Point localization data
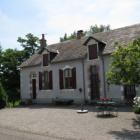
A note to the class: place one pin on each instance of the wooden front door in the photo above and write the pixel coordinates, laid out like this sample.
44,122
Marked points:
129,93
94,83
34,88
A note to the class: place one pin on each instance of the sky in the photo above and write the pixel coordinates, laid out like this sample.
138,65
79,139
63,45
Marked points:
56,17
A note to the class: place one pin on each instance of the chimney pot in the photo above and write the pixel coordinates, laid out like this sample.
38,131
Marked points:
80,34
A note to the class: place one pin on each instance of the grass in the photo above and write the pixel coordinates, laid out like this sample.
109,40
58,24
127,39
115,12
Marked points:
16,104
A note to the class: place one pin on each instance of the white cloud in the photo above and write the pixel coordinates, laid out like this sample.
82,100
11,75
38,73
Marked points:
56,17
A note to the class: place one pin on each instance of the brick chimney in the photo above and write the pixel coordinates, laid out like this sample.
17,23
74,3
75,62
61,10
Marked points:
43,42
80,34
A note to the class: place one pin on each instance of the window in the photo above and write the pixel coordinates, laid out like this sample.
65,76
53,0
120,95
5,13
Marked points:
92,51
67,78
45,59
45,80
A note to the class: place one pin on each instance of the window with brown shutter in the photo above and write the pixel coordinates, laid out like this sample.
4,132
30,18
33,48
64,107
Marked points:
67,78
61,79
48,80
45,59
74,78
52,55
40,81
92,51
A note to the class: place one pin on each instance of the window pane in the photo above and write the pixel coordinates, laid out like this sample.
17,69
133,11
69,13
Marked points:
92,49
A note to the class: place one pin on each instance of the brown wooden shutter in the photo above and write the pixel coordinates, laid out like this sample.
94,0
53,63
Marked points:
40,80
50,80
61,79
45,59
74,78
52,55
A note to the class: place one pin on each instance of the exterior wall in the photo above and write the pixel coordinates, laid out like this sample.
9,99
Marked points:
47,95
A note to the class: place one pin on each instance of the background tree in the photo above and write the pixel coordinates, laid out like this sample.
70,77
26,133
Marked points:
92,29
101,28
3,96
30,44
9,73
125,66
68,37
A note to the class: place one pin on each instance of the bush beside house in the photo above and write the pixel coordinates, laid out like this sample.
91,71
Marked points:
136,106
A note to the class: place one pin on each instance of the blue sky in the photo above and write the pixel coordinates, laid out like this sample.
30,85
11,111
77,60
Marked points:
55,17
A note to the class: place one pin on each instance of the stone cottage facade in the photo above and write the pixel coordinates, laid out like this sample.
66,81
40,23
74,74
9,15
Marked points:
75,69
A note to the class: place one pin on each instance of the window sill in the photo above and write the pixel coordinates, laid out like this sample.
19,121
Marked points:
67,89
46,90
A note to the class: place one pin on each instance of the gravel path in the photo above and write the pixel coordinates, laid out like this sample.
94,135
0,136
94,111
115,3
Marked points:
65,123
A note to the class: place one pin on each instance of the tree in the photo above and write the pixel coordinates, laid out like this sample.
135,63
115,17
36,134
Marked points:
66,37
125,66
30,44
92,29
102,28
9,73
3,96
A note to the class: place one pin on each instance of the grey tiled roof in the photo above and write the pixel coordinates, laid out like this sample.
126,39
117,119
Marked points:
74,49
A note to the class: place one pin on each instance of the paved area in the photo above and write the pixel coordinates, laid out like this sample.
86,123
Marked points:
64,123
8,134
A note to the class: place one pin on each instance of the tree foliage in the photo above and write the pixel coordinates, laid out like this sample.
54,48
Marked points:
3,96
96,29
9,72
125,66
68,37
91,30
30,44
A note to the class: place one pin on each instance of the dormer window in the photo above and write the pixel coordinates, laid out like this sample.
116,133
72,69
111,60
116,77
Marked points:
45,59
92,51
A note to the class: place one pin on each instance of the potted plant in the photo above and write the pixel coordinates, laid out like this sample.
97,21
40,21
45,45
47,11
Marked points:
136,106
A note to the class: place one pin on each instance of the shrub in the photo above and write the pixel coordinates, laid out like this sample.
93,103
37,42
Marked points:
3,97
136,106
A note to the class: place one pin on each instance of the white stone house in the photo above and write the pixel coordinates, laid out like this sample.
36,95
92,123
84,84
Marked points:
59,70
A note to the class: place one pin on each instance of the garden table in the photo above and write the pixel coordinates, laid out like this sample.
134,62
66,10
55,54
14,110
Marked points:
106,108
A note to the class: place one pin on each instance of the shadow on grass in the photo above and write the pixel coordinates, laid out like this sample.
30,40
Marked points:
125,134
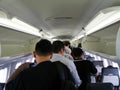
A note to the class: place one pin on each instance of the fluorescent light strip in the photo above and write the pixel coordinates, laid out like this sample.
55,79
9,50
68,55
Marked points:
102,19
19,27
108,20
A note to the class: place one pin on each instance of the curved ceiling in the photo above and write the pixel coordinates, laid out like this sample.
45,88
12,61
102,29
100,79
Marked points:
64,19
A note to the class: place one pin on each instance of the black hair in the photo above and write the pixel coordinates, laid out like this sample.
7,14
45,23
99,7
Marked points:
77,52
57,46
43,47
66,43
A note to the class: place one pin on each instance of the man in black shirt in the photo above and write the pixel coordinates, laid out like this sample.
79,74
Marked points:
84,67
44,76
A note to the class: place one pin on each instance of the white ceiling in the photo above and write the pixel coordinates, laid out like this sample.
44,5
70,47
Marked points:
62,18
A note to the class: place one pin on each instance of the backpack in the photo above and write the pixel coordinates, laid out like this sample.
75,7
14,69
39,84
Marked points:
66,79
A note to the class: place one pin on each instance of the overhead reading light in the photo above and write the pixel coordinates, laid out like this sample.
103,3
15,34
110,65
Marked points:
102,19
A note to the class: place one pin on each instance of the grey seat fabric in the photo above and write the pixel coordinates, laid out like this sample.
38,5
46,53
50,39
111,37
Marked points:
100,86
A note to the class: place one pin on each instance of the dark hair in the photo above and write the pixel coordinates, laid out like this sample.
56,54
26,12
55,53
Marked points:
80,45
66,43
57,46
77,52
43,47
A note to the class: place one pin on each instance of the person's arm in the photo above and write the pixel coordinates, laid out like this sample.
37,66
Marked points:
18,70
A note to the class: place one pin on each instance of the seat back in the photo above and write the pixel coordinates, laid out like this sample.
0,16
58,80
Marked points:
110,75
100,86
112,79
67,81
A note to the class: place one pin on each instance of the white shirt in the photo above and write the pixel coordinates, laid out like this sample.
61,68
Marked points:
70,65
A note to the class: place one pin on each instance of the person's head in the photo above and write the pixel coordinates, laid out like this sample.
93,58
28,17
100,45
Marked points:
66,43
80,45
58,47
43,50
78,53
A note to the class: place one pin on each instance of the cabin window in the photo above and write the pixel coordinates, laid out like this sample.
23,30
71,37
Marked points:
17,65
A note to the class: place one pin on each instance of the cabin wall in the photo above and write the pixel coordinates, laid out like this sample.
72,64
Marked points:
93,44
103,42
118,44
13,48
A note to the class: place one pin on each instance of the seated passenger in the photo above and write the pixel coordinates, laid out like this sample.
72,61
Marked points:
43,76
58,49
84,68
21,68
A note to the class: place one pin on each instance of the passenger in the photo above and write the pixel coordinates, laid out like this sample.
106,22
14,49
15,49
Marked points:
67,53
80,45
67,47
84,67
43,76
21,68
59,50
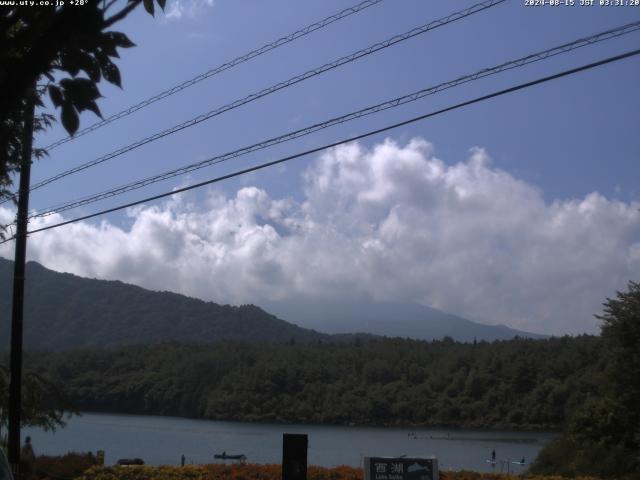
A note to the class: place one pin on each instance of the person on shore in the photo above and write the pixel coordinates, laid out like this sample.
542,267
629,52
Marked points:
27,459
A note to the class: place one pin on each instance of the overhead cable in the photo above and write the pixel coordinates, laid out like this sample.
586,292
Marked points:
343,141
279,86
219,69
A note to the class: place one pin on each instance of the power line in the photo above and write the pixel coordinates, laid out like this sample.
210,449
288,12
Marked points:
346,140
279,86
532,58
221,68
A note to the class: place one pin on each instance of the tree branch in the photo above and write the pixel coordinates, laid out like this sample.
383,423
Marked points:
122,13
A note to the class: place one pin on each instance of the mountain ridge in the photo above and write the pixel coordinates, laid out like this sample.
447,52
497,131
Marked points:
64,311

• [Your task]: Out of the preceding entries, pull every line containing the string "ceiling".

• [Exercise output]:
A note to the class: place one pin on each instance of the curved ceiling in the photo above and write the pixel coordinates, laid out like this sample.
A note to the class: place one pin on each instance of the white ceiling in the photo above and write the pixel coordinates, laid out like this sample.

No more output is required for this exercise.